TASK TO COMPLETE
Search each line below for "outline", then return the lines where it appears.
★ ★ ★ ★
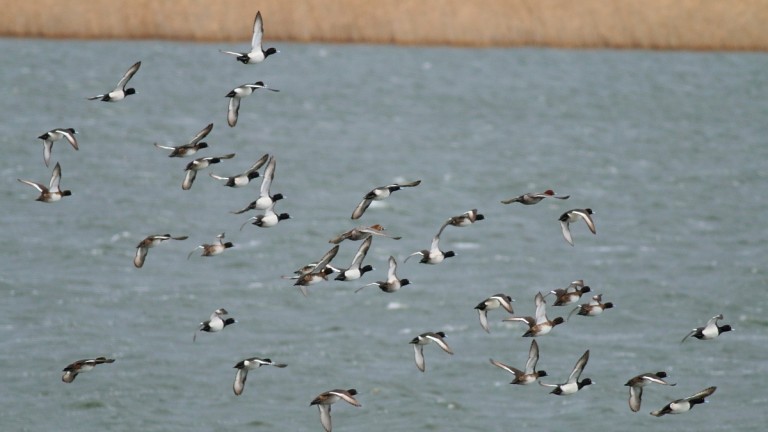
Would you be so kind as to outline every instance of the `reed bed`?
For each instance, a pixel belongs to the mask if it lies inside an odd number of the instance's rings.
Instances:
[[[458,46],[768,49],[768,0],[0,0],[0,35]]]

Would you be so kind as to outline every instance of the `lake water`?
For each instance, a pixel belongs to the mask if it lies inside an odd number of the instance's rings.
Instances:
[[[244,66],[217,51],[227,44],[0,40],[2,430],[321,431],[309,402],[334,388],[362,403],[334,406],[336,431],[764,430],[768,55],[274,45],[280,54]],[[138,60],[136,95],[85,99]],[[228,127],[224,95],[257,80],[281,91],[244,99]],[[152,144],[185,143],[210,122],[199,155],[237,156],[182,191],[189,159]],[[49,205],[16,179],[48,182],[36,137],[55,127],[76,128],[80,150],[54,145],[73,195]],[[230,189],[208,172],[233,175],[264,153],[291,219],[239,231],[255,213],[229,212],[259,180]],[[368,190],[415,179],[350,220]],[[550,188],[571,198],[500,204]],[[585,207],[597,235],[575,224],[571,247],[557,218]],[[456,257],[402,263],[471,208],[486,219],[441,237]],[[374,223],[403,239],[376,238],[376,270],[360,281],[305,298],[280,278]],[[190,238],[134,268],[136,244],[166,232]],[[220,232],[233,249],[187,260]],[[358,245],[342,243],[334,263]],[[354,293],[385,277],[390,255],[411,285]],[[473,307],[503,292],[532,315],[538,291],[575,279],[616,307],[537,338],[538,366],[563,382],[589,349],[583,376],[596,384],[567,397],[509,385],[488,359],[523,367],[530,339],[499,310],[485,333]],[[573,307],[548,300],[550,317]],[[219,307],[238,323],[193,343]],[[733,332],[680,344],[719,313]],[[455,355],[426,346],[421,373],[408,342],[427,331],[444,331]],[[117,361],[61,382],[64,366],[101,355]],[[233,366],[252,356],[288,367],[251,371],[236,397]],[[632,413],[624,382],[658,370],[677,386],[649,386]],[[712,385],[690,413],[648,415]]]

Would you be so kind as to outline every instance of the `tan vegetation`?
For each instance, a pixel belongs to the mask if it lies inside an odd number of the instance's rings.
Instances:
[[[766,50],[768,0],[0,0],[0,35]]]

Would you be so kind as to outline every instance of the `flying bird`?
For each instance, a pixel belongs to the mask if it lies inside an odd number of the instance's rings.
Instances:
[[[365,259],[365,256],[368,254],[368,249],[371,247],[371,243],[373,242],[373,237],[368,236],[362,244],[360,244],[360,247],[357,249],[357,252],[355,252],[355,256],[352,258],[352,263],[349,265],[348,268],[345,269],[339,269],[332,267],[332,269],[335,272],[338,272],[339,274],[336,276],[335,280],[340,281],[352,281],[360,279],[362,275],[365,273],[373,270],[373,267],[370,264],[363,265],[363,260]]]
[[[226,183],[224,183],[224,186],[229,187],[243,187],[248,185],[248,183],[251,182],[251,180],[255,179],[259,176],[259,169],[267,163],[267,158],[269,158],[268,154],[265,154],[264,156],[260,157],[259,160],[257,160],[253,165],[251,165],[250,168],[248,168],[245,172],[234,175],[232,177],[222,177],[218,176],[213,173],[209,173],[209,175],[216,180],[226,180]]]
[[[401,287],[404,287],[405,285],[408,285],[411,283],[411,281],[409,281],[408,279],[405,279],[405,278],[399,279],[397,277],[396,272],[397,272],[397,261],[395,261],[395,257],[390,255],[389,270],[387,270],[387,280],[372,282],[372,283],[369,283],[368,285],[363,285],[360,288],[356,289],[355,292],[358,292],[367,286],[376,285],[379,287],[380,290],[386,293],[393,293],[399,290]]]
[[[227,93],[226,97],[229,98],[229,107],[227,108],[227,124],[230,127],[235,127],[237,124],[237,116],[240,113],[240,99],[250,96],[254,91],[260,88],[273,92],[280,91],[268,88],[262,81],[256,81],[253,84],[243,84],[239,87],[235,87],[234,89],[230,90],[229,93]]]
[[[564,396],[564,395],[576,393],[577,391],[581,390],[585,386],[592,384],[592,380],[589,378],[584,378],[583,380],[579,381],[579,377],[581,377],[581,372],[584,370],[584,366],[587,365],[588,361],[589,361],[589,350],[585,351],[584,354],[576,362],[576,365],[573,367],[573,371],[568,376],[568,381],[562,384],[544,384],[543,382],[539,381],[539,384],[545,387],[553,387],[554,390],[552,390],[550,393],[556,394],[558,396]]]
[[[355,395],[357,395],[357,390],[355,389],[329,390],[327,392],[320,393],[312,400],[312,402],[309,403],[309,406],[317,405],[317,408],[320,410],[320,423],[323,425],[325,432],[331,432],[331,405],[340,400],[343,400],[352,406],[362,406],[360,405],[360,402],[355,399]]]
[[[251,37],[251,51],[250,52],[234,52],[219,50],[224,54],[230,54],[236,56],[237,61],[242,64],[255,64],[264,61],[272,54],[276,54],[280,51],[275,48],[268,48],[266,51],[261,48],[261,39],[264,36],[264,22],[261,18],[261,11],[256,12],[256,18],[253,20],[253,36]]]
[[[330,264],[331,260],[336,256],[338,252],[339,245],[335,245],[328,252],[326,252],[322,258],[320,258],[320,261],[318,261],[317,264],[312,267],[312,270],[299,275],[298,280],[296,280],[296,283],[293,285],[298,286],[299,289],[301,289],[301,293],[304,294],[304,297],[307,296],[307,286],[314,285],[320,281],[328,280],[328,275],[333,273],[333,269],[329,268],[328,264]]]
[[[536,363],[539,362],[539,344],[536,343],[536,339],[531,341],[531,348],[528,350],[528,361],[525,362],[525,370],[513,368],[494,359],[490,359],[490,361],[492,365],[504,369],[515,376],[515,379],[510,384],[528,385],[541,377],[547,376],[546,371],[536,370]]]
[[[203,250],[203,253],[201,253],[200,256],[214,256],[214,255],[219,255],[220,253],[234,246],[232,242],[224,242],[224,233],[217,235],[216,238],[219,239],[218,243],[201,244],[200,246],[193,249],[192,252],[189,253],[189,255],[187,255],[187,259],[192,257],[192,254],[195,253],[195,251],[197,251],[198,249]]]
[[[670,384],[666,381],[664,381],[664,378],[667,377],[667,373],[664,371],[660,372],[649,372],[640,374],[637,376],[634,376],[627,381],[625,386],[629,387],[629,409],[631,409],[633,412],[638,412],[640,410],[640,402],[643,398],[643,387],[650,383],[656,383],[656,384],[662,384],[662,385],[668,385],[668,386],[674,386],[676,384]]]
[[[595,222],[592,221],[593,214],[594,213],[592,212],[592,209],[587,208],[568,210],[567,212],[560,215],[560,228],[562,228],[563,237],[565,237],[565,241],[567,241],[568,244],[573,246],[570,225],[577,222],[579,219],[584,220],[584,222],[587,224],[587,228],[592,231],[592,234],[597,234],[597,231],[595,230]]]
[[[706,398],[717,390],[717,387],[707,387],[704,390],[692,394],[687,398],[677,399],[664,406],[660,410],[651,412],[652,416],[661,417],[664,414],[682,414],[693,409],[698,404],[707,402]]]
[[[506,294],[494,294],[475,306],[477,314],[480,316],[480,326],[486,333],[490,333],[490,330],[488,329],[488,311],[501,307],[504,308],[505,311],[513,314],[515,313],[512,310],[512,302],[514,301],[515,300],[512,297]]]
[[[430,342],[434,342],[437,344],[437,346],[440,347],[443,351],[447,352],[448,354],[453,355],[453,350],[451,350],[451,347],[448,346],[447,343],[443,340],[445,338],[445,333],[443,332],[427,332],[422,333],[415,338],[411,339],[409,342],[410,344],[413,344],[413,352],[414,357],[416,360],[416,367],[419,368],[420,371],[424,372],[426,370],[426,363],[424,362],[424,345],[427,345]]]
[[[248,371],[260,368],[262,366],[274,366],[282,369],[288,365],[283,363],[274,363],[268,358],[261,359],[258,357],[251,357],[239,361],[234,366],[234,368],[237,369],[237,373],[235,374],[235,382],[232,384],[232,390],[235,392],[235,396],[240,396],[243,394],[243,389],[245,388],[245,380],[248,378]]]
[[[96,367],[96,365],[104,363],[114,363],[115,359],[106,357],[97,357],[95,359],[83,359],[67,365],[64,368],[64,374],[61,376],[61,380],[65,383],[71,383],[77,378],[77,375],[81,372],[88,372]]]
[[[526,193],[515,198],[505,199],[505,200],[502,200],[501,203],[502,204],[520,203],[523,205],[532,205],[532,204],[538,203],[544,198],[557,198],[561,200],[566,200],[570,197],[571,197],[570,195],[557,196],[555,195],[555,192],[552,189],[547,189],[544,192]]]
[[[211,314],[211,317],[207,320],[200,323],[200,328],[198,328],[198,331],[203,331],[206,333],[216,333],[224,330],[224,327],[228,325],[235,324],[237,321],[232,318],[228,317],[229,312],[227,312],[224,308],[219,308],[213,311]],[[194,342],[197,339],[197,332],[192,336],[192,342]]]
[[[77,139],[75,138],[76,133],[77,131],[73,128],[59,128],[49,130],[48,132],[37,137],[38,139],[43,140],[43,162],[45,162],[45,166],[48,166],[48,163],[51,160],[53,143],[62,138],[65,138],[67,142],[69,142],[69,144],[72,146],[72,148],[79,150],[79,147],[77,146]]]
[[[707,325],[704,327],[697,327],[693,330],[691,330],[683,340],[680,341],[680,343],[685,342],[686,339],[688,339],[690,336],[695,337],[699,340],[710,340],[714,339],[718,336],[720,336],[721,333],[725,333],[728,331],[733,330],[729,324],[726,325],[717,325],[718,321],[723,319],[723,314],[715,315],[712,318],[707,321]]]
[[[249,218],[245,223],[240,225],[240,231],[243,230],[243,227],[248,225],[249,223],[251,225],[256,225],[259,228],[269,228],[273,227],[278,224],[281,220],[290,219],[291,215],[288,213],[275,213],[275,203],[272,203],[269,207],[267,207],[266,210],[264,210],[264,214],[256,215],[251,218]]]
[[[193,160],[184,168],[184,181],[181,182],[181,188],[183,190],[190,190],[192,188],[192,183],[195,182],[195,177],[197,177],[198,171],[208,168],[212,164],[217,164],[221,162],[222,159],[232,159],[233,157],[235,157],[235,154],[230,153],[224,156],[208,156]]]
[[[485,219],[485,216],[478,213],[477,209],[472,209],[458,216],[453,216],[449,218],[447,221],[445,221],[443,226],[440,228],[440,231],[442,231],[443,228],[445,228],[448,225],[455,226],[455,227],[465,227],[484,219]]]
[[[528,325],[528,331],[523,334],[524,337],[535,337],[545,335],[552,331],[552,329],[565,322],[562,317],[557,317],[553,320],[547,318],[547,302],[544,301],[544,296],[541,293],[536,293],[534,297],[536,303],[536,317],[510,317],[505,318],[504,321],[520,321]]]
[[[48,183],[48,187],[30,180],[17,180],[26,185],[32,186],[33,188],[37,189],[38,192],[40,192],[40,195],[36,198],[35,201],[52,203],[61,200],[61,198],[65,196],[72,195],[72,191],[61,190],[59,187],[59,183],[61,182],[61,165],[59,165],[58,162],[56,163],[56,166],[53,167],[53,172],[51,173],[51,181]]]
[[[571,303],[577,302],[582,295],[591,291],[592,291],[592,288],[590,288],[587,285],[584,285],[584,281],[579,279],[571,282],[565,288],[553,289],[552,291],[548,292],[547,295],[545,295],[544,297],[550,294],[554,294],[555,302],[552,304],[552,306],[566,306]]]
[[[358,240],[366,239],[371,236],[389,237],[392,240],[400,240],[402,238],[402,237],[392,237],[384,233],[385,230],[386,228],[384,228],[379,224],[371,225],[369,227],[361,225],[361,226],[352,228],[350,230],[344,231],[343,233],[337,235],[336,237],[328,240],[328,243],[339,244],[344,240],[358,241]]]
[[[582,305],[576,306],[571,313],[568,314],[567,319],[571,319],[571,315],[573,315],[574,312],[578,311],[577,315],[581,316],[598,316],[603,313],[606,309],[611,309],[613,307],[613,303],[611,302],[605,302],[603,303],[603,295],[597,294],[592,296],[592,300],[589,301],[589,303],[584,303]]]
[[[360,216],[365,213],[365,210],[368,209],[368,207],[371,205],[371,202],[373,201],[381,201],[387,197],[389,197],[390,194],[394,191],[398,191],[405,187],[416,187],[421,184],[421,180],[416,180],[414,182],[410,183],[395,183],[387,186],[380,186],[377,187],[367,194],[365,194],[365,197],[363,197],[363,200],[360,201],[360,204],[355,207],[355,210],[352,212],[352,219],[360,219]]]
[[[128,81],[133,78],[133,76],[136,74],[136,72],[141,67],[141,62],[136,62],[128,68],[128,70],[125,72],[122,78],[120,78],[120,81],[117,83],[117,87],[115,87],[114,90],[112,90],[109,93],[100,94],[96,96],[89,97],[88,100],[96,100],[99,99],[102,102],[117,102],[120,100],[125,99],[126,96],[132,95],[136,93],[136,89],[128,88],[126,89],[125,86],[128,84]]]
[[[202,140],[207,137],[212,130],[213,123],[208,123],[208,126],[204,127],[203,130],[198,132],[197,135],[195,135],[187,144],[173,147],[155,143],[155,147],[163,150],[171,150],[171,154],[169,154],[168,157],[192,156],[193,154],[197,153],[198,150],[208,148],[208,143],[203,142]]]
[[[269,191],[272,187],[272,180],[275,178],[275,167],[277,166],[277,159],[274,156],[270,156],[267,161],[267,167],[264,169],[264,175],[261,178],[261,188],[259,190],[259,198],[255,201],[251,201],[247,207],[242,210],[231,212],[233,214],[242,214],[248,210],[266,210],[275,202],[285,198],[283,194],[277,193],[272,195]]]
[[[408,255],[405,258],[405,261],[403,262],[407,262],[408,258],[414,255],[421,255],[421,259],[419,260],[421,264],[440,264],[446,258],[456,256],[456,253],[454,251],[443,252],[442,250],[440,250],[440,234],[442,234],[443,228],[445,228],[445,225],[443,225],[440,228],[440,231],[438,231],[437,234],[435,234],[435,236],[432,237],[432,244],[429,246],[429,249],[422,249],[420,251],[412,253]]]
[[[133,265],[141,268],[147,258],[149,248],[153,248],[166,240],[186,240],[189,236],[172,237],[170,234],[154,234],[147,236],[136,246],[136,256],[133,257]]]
★ ★ ★ ★
OUTPUT FOR THIS TASK
Would you be so kind as to outline every instance of the `reed bed`?
Would you be so kind as to outline every instance of the `lake water`?
Would you be so kind as to outline every instance of the `tan vegetation`?
Would you be so kind as to outline every instance of the `flying bird`?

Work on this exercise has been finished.